++++ Provided passage ++++

A local web-based application for building, curating, and exporting Stable Diffusion training datasets. Manage your image collections with AI-powered captioning, multi-metric quality scoring, and flexible export to the most common training formats.
Crucible gives you a single interface to go from raw image folders to a clean, captioned, scored, and filtered training dataset ready to drop into Kohya SS, AI Toolkit, or any other training framework.
- Import images from local folders into named datasets
- Caption images in batch using local ML models (Ollama, Florence-2, PaliGemma-2)
- Detect objects and ground phrases in images using Florence-2 bounding-box detection
- Process images with ML upscaling and LUT color grading
- Score every image across aesthetic quality, technical quality, watermark detection, and style similarity
- Filter & curate via search, quality flags, and score ranges
- Batch edit captions, crops, and resizes across selected images
- Version datasets with named snapshots and branches — restore any prior state
- Browse your filesystem, preview generation metadata, and import directly into datasets
- Look up booru tags to build tag vocabularies for your training subjects
- Export to Kohya, AI Toolkit, or plain folder format with per-export filtering and resizing
- Split view — run any pages side-by-side in independently scrollable panes
All long-running operations (import, captioning, scoring, export) run in a background job queue and stream real-time progress to the UI via SSE.
▶ Watch the showcase on YouTube
- Create multiple named datasets, each pointing to a folder of images
- Rename datasets — folder is moved on disk and all image paths are updated automatically
- Gallery view with search (filename or caption text), pagination, and sort
- Filter by caption status, quality flags, score ranges (multi-chip — add any number of field + min/max conditions combined as AND), aspect ratio, file size, format, and detected object label
- Drag-and-drop image files onto the gallery to add them to the dataset
- Organize images into subfolders (logical groupings — images stay flat on disk); move images or entire subfolders to a different dataset in one operation
- Per-image detail view with metadata, caption editor, and crop/rotate tools
- Generation Metadata — PNG metadata from AUTOMATIC1111 and ComfyUI workflows is extracted at import and displayed per-image: prompt, negative prompt, model, sampler, steps, CFG scale, seed, VAE, size, and optional raw ComfyUI workflow JSON
Batch-caption any selection of images using one of three backends:
| Model | VRAM | Notes |
|---|---|---|
| Ollama | varies | Points to a local Ollama instance on localhost:11434 |
| Florence-2 | ~5.5 GB | Styles: short, detailed, tags, dense, promptgen |
| PaliGemma-2 3B | ~6 GB | Requires HuggingFace token; styles: short, detailed, tags, booru |
Caption post-processing options:
- Strip common AI refusal phrases automatically
- Back up the original
.txtsidecar before overwriting - Rename on caption — after each caption is saved, rename the image file to
{subfolder_slug}_{NNN}.ext(orimage_{NNN}.extfor root images); useful for building consistently named datasets - Target resolution preprocessing — when a target width/height is set, each image is center-cropped to that aspect ratio and scaled to that resolution in memory before being sent to the model; no files are written to disk
Prompt Preset Manager — save and reload named combinations of model, style, and custom prompt text so you can reproduce captioning runs without re-entering settings.

++++

What you will do.
1 > According to the Crucible description, how do long-running operations send their progress to the UI?
2 > Rewrite the paragraph of the Crucible description that begins "A local web-based application" as a short list that keeps its main facts.
The listing that comes after this point has no connection to the Crucible description.

++++ Supplied records ++++

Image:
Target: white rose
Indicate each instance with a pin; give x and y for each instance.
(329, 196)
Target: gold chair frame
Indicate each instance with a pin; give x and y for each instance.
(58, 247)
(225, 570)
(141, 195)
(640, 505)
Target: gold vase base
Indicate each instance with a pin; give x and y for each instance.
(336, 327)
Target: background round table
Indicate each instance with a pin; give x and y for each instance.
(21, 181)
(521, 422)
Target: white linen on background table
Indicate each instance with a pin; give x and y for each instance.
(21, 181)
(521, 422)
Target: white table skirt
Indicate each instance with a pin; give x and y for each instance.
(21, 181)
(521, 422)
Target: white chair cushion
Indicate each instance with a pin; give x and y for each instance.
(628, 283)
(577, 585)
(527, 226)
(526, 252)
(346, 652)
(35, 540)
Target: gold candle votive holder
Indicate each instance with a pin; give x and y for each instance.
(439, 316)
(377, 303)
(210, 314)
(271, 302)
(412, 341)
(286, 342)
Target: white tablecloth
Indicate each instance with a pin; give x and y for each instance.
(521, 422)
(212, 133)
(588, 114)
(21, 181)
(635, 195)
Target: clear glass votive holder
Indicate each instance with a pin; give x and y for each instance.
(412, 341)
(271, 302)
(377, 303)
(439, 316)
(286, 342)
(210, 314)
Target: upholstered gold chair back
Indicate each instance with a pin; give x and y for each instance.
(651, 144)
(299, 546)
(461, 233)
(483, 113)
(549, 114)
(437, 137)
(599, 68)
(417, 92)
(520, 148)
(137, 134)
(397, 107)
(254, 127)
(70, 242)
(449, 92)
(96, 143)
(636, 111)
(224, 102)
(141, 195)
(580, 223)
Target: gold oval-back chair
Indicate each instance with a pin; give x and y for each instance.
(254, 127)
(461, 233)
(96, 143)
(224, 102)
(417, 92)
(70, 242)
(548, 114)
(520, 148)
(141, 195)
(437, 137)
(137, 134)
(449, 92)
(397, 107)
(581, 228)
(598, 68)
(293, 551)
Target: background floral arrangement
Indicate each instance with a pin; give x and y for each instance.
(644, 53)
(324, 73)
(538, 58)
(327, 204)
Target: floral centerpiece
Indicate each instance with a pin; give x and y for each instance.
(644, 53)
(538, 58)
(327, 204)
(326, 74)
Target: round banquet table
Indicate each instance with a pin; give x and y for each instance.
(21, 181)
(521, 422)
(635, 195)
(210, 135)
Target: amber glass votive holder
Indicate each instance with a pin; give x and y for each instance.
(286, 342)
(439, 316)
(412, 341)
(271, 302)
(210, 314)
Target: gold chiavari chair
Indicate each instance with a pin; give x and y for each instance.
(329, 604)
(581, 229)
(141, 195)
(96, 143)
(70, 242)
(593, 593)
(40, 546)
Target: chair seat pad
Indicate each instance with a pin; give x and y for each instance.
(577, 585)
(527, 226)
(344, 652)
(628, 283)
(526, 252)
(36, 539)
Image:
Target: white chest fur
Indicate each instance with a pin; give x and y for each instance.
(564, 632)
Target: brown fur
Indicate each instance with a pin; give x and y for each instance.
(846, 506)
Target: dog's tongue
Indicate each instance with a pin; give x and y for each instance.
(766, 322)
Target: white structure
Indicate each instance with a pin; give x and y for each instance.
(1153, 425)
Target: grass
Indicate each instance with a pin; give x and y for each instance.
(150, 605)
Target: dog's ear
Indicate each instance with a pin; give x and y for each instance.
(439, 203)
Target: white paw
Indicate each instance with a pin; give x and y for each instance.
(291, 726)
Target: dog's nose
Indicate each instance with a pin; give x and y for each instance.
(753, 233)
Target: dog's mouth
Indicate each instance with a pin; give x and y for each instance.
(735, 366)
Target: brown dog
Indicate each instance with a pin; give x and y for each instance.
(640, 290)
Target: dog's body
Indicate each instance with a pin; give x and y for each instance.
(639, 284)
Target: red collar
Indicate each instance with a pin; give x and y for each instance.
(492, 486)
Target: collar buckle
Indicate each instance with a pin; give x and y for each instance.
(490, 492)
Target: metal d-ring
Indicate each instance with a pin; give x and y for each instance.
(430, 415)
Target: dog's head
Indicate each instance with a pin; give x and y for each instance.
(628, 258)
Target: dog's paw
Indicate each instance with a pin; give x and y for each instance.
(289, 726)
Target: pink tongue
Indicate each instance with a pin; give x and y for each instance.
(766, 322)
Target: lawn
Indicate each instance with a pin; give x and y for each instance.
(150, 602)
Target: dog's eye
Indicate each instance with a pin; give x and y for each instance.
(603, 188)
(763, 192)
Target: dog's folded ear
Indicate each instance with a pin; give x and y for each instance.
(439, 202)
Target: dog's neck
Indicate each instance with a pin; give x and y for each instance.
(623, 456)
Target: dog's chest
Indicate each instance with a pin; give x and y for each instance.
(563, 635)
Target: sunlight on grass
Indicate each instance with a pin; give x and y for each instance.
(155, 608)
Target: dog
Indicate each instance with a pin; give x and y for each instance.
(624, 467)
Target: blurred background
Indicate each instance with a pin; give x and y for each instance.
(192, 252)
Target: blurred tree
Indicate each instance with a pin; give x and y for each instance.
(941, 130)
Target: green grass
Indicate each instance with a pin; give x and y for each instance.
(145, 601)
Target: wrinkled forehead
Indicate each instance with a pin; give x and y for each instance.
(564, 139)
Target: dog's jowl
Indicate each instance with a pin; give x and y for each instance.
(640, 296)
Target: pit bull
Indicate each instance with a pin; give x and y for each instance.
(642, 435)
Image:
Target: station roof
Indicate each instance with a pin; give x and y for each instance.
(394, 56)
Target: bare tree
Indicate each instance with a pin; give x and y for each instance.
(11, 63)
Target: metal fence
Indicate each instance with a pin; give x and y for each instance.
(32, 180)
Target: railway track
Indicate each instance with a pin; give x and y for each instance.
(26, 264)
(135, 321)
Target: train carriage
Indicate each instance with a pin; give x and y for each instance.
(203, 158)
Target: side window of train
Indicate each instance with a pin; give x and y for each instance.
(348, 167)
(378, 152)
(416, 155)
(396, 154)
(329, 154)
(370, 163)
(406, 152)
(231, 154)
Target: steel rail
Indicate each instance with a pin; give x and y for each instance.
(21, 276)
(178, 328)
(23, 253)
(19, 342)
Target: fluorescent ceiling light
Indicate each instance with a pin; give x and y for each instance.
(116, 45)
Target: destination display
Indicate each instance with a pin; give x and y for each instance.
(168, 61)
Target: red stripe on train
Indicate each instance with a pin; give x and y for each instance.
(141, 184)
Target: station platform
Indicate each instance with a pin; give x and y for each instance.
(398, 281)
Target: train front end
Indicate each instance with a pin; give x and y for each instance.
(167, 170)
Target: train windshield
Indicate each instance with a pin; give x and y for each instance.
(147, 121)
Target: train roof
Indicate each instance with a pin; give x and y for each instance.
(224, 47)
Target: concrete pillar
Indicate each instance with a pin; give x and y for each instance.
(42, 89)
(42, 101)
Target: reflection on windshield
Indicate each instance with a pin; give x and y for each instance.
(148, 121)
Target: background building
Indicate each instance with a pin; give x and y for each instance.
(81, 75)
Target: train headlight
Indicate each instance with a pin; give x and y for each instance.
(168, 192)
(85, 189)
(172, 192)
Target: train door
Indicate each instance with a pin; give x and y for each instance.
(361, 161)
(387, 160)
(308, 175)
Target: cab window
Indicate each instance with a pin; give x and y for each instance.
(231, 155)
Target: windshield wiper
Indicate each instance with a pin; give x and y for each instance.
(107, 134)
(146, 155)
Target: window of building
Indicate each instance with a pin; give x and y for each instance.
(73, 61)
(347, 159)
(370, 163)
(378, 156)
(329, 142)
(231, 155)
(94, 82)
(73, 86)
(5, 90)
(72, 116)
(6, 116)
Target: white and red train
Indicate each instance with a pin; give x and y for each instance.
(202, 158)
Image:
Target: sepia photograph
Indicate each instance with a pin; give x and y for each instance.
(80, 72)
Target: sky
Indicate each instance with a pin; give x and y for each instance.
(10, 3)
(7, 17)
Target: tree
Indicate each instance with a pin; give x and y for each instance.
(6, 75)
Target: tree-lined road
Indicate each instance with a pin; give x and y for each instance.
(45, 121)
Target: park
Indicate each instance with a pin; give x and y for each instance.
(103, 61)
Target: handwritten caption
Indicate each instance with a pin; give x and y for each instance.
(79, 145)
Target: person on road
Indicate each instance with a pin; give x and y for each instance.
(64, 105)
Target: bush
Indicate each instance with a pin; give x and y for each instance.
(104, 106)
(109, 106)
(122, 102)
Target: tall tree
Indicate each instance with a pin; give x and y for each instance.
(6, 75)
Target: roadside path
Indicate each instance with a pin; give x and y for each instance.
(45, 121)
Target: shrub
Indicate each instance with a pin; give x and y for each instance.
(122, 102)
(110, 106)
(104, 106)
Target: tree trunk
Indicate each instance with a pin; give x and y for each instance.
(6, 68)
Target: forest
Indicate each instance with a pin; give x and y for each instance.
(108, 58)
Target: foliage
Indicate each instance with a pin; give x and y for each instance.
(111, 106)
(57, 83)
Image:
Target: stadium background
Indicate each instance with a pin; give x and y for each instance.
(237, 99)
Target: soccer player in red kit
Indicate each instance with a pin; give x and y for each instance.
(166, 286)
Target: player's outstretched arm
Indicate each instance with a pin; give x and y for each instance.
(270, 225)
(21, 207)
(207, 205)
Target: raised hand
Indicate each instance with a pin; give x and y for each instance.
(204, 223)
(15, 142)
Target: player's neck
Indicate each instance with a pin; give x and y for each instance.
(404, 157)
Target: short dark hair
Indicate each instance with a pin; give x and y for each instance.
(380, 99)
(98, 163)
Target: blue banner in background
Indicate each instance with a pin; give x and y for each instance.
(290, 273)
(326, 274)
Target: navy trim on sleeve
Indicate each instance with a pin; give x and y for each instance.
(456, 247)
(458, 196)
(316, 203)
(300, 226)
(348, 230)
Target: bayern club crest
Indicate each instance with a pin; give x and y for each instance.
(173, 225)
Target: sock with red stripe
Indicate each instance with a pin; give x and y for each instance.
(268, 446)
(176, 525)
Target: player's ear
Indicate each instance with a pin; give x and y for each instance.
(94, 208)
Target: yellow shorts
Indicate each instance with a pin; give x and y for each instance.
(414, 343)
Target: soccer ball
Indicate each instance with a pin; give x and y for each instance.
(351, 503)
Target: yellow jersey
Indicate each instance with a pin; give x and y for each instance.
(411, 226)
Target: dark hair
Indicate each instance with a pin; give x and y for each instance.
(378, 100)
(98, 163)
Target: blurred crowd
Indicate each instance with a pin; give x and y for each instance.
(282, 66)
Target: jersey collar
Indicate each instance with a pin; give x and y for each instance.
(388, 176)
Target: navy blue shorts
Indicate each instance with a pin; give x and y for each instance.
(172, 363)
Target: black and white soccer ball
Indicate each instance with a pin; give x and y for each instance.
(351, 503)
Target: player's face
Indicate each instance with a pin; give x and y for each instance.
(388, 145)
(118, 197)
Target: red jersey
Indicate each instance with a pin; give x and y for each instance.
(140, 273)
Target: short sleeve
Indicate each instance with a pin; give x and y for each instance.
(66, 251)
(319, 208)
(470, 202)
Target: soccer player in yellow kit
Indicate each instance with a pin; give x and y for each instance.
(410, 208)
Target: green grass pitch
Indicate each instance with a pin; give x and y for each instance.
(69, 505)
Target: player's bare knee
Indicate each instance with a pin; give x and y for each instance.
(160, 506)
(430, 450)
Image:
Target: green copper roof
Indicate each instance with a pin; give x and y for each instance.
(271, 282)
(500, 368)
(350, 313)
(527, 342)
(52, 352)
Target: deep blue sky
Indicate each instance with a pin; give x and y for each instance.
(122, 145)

++++

Responses to the exercise.
1 > They run in a background job queue and stream real-time progress to the UI via SSE.

2 >
- A local web-based application for building, curating, and exporting Stable Diffusion training datasets
- AI-powered captioning of image collections
- Multi-metric quality scoring
- Flexible export to the most common training formats